What you should do: Write out every record below exactly as it appears.

Data records
- - - -

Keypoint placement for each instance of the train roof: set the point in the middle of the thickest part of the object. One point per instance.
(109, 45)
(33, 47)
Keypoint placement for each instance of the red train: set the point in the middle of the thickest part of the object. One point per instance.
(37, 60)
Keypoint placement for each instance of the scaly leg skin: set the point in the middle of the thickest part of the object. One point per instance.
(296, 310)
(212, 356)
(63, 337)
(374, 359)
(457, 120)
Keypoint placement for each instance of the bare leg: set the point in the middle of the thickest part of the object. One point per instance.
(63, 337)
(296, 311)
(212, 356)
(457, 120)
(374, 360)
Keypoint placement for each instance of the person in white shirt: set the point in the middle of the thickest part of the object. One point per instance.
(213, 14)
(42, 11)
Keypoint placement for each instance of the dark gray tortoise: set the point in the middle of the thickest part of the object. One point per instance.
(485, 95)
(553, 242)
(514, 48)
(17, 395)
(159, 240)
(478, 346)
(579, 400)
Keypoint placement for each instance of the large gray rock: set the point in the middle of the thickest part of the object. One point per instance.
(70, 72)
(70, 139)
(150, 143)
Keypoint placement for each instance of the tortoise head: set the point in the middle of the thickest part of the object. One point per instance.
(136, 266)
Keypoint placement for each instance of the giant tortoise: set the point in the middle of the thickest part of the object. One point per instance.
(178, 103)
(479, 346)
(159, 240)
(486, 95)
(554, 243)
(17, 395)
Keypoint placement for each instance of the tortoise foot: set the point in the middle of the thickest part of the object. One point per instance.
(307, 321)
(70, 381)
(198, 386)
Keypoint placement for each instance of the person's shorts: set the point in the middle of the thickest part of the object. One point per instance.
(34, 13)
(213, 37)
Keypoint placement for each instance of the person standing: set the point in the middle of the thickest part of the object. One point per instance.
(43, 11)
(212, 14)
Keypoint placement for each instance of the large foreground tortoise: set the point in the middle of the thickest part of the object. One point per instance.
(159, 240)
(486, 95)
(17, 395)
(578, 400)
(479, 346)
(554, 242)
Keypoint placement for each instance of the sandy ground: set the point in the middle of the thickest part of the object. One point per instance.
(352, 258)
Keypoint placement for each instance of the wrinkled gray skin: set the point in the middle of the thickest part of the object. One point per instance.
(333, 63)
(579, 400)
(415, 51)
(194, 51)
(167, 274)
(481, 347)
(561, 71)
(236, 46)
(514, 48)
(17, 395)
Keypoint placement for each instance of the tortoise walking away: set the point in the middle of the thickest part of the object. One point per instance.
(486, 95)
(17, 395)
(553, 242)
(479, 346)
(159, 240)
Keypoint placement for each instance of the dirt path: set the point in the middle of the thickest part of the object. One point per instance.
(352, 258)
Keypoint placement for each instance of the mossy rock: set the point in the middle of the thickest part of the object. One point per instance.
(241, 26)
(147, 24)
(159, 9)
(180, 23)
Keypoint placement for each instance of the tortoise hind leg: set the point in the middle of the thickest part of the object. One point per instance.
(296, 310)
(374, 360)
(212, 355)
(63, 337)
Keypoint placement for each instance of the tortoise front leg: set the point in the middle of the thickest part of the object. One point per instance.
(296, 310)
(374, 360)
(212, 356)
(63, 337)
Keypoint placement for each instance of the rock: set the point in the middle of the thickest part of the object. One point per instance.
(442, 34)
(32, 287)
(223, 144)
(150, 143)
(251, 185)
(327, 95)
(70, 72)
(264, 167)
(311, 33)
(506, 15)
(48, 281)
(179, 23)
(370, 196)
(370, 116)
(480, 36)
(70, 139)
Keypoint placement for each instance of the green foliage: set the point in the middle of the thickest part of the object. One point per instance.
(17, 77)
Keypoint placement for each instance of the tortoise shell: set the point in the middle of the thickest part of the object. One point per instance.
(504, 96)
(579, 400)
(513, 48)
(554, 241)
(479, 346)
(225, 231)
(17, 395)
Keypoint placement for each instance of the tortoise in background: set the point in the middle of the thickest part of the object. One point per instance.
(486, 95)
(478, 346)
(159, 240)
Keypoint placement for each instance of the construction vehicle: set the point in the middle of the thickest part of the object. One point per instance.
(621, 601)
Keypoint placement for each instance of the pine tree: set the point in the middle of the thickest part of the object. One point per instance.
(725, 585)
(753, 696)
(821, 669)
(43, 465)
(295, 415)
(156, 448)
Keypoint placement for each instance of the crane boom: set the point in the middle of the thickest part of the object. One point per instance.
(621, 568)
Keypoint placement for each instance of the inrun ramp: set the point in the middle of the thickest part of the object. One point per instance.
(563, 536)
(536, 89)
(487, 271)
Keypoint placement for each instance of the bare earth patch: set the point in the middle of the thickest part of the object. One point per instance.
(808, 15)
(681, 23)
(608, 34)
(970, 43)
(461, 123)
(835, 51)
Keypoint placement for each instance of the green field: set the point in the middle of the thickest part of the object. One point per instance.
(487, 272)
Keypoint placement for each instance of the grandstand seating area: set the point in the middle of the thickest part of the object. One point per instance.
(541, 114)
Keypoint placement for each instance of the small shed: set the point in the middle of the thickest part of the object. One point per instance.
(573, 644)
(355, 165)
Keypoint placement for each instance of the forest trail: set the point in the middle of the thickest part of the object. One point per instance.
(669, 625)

- - - -

Output below:
Keypoint placement for each instance of the train roof: set the point in the middle of the thickest part of the object. One point per instance.
(109, 45)
(33, 47)
Keypoint placement for each instance of the red train: set the point in the middle of the thickest part of the object. One point per instance.
(37, 60)
Keypoint placement for each instance of the scaly leg skin: set the point in the middle of the thickest part of the object. One point per instance.
(296, 310)
(212, 356)
(63, 337)
(374, 359)
(457, 120)
Keypoint placement for each instance of the bare leg: set the point in the middle of the thickest part of the object. One point per instance.
(63, 337)
(296, 311)
(212, 356)
(457, 120)
(374, 360)
Keypoint placement for each instance of the person in white shirt: set the point in the middle of the thickest part of the object. One point per instance.
(213, 14)
(42, 11)
Keypoint placement for each instance of the dark gray tortoise: set the point in the middle of the thickest part of the object. One point per instance.
(485, 95)
(553, 242)
(514, 48)
(17, 395)
(159, 240)
(478, 346)
(579, 400)
Keypoint placement for each instance of the large gray rock: set the point in the middle of the thickest part of the object. One point per instance.
(70, 72)
(70, 139)
(150, 143)
Keypoint placement for each instance of the tortoise head: set the point in the middle of the thickest part of the object. One point per instance.
(136, 266)
Keypoint placement for each instance of the giant tortoise: set the point in the middle of the thickest part of the object. One point per instance.
(178, 103)
(479, 346)
(159, 240)
(486, 95)
(554, 243)
(17, 395)
Keypoint placement for each instance of the tortoise foot: set the point in the middle of the thickest part of the object. One point per instance.
(307, 321)
(70, 381)
(198, 386)
Keypoint placement for each instance of the person's shorts: set the point in the middle of the thickest part of the object. One point per instance.
(34, 13)
(213, 37)
Keypoint placement for each instance of the person standing: set the point in the middle of the thickest part of the object. One point per instance.
(43, 11)
(212, 14)
Keypoint placement for each instance of the large foreground tortoise: set the point in the middle of the thickest part of the object. One point per instance.
(159, 240)
(486, 95)
(17, 395)
(578, 400)
(479, 346)
(554, 242)
Keypoint placement for each instance of the sandy ground: set the point in the middle of the thickest part of the object. One point per instance.
(352, 258)
Keypoint placement for each instance of the wrinkled gray skin: set the point in the middle of the thickest part of the object. One point per instance.
(333, 63)
(579, 400)
(415, 51)
(194, 51)
(167, 274)
(481, 347)
(561, 71)
(236, 46)
(514, 48)
(17, 395)
Keypoint placement for each instance of the tortoise walking away: set the point in the middle of the thickest part of the object. One point per instance.
(486, 95)
(17, 395)
(553, 242)
(479, 346)
(159, 240)
Keypoint placement for each instance of the dirt path: set the point in the middle of the thickest part of the object. One point per instance.
(352, 258)
Keypoint placement for each instance of the mossy rock: set the point in the middle of the thickest part of the object. One point per instance.
(241, 26)
(147, 24)
(159, 9)
(180, 23)
Keypoint placement for each instance of the tortoise hind leg: set the point in the middle of the thickest part of the object. One point per instance.
(296, 310)
(374, 360)
(212, 355)
(63, 337)
Keypoint placement for each instance of the tortoise front leg: set the point in the middle of the thickest part of the object. One point per instance.
(296, 310)
(374, 360)
(212, 356)
(63, 337)
Keypoint placement for each instance of the rock: set the point in the middle of the thickest part of the object. One point per instance.
(442, 34)
(32, 287)
(223, 144)
(150, 143)
(251, 185)
(327, 95)
(70, 72)
(264, 167)
(311, 33)
(506, 15)
(48, 281)
(179, 23)
(370, 196)
(370, 116)
(480, 36)
(70, 139)
Keypoint placement for each instance of the green foliage: set the point in the middle of the thickest part of the object. One point per instance.
(17, 77)
Keypoint placement for each instance of the tortoise shell: set the point in the middle of the thickest part of the object. One point per instance.
(504, 96)
(579, 400)
(513, 48)
(554, 241)
(479, 346)
(225, 231)
(17, 395)
Keypoint placement for each instance of the tortoise in background: set the point in the middle of the thickest part of the object. One point per instance.
(486, 95)
(478, 346)
(159, 240)
Keypoint placement for each instance of the construction vehicle: set the point in the middle of the thickest part of the object. One point per instance.
(621, 601)
Keypoint placement for each instance of the pine tree: set the point in the middle of the thickest part of the object. One point per instance.
(725, 585)
(753, 696)
(821, 669)
(43, 465)
(295, 415)
(156, 448)
Keypoint placement for each instance of the crane boom: set the point in the middle of the thickest part of the object. One point per instance.
(621, 568)
Keypoint placement for each instance of the inrun ramp: set the point in the middle of the thickest part of the object. One point per instance.
(563, 536)
(536, 89)
(487, 271)
Keypoint placement for each instance of the bare earth patch: set the point in the middle of the thickest part of the object. One point per instance.
(808, 15)
(681, 23)
(608, 34)
(970, 43)
(461, 123)
(835, 51)
Keypoint placement for each instance of the green field: set the point in the middle of the thickest part of the object. One point per instance.
(487, 272)
Keypoint placement for each instance of the grandstand seating area: set the point in the middle of the thickest part of the object. One point per instance.
(541, 114)
Keypoint placement for each instance of the small shed: set the point in the middle of the thickest part of the object. One point per instance.
(573, 644)
(355, 165)
Keypoint placement for each instance of the forest trail: set the point in the middle of the thickest part of the object. One point per instance.
(669, 625)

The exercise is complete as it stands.